Take the line that contains "TARGET: man's elbow" and all lines after it, up to and including the last line of the data, and write them out exactly; nothing else belongs in the answer.

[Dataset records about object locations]
────────────────
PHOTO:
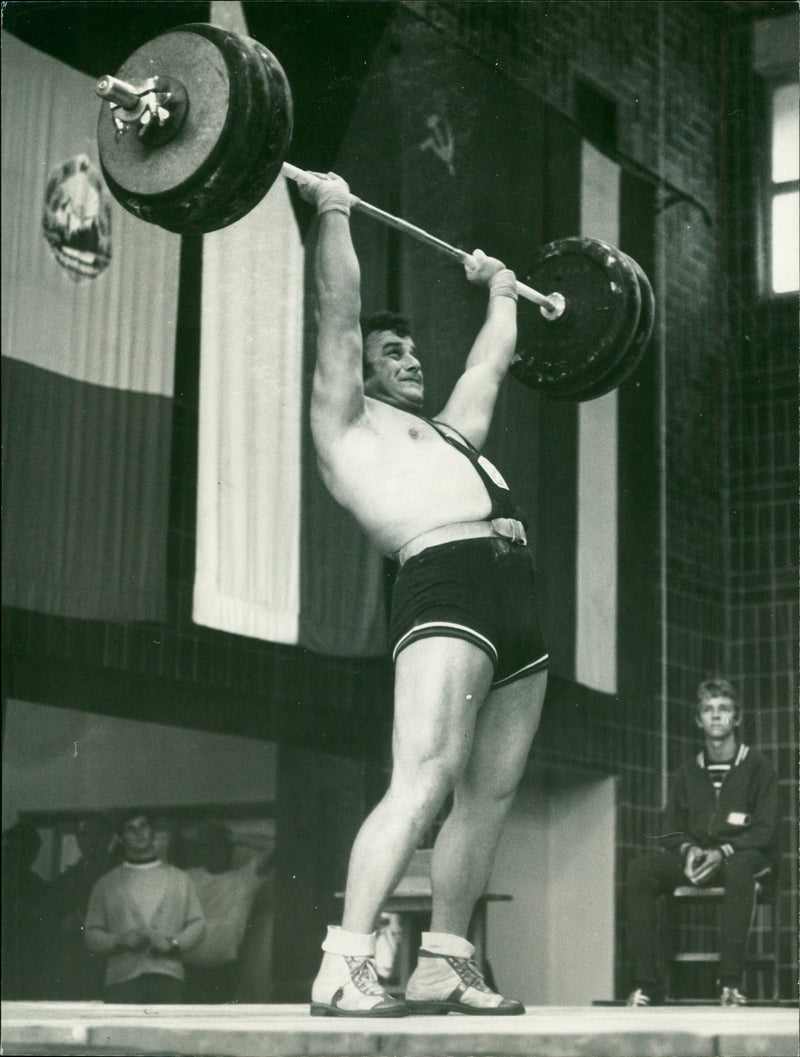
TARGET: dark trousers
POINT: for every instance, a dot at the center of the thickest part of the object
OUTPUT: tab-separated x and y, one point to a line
658	874
150	988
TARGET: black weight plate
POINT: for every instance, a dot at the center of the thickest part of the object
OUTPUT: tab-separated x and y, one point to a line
563	356
238	148
622	370
138	169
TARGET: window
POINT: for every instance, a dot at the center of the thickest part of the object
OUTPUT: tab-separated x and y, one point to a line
783	215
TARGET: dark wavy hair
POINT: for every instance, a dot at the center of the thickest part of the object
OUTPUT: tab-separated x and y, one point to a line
393	321
718	688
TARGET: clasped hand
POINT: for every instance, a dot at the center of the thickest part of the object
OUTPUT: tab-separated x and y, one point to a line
480	269
702	864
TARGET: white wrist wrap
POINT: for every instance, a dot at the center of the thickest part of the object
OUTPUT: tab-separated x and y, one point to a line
503	284
339	941
333	197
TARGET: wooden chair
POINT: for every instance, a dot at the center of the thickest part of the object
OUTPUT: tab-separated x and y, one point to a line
761	960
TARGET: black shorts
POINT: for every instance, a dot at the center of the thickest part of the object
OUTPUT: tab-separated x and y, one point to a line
482	590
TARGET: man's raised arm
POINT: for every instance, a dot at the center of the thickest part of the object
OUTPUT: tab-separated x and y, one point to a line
471	403
337	394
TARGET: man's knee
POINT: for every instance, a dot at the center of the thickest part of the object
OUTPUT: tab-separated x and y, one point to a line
422	786
741	868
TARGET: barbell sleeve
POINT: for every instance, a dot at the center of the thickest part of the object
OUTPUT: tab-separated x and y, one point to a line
552	307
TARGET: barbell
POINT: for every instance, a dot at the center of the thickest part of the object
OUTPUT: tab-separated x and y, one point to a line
193	132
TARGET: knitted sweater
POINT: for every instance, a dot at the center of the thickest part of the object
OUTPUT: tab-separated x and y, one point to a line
742	814
156	897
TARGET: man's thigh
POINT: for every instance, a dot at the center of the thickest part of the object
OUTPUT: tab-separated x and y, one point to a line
440	685
505	727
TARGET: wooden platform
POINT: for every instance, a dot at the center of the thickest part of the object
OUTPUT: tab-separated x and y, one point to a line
85	1030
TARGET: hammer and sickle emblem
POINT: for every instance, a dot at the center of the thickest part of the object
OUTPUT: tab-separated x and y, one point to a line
441	141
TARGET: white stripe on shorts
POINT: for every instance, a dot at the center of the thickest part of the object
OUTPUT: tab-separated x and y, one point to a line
444	626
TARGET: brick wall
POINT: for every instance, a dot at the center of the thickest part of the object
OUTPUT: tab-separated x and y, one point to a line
674	71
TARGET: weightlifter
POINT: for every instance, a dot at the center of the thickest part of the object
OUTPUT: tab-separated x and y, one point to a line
470	665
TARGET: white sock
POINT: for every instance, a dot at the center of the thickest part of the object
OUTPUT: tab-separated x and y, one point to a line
446	943
340	941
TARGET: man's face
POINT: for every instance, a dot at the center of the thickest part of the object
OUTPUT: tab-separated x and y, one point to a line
718	718
137	838
394	372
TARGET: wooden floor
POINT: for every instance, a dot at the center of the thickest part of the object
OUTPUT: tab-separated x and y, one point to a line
86	1030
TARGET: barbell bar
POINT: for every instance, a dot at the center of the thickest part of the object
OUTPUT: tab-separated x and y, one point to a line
193	131
133	103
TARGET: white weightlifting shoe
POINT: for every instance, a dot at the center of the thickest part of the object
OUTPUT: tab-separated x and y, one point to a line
352	989
444	983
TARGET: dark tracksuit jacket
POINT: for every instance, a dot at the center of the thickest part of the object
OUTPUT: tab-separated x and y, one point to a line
743	815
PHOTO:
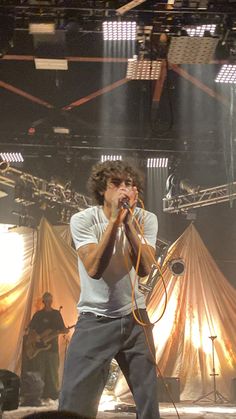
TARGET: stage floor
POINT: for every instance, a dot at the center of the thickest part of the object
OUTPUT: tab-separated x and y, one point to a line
185	410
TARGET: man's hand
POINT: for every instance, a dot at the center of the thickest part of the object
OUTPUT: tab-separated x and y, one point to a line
123	198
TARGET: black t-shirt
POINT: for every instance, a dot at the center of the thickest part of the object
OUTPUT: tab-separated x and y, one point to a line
44	320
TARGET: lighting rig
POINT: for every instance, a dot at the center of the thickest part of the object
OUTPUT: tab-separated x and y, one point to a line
199	198
30	191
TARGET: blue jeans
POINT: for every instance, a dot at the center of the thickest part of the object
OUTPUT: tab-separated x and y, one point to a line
95	342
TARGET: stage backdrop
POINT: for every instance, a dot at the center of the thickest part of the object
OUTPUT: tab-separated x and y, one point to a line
200	304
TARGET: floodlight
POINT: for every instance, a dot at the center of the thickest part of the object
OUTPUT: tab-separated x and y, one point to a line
143	69
227	74
157	162
192	50
200	30
11	157
51	64
116	31
41	27
61	130
110	157
129	6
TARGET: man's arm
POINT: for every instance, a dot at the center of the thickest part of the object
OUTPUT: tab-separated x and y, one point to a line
96	257
147	254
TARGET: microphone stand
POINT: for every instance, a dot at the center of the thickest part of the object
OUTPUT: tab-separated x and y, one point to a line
217	396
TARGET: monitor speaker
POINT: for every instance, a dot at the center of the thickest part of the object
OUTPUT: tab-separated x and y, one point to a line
10	387
168	389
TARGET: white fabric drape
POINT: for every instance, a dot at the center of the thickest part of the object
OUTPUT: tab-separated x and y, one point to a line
201	303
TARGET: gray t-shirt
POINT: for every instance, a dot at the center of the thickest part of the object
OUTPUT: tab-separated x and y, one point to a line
111	295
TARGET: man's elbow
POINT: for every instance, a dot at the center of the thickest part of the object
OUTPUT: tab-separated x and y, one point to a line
94	273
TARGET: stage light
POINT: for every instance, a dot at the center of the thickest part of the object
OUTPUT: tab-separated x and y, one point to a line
200	30
110	157
42	27
116	31
12	157
51	64
192	49
227	74
143	69
61	130
157	162
177	266
129	6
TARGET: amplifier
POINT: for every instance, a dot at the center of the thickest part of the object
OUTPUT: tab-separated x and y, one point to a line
168	389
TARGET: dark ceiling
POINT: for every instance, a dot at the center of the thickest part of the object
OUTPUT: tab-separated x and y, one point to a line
103	111
188	117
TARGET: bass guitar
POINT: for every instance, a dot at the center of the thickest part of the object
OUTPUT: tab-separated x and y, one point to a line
35	343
────────────────
## Output for this task
TARGET: man's elbow
POINT: for every instance, a dot at the center of the thickest part of the object
OUTPUT: tab-separated x and y, one point to a line
94	273
TARGET: stage light
POINT: for every instance, a dot at the center of the thickest part of the object
OUTPUT: tab-separated x and y, one point to a line
200	30
110	157
42	27
116	31
12	157
51	64
192	49
227	74
143	69
61	130
157	162
177	266
129	6
TARGET: amplifier
POINT: for every instance, a dot at the center of the thickest part of the object
OUTPUT: tab-separated x and y, one point to a line
168	389
TARGET: dark ceiling
POINT: for every instance, a dot at the center of the thickest part of the object
OUTPUT: tab-separated x and y, one point to a line
103	111
188	117
TARGET: bass guitar
POINT: for every instance, a dot at the center of the thickest part of the object
OUTPUT: tab-separated x and y, one point to a line
35	343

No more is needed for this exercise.